About this task:
Give back the records below line for line, without changing anything, and omit the pictures.

::::::::::

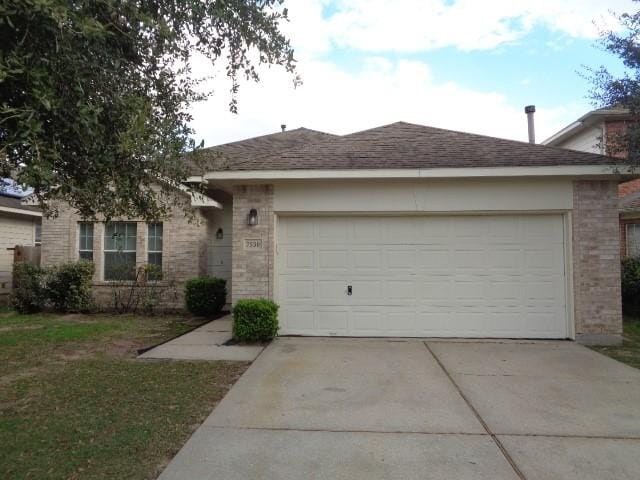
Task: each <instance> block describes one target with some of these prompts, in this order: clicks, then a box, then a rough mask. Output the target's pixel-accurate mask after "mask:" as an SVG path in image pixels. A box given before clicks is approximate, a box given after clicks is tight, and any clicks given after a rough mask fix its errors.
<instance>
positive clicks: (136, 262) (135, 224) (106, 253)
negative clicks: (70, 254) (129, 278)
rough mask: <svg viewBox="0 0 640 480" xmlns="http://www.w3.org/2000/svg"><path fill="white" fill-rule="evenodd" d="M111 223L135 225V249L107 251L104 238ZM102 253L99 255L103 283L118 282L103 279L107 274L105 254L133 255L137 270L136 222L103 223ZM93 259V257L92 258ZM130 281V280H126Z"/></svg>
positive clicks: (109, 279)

::::::::::

Reply to the exercise:
Task: each <instance> block describes one target with some of these prompts, in this order: clicks, then a box, then a rough mask. Output the target's pixel-accurate mask after "mask:" as an SVG path in image pixels. A box given before clicks is approximate, a box given after clicks is tight, and any clicks given after a rough mask fix its errors.
<instance>
positive clicks: (136, 262) (135, 224) (106, 253)
negative clicks: (70, 254) (129, 278)
rough mask: <svg viewBox="0 0 640 480" xmlns="http://www.w3.org/2000/svg"><path fill="white" fill-rule="evenodd" d="M111 223L135 225V249L107 251L104 238ZM102 253L99 255L103 283L118 282L103 279L107 274L105 254L133 255L137 270L136 222L103 223ZM93 259V257L92 258ZM130 281V280H126Z"/></svg>
positive clicks: (109, 279)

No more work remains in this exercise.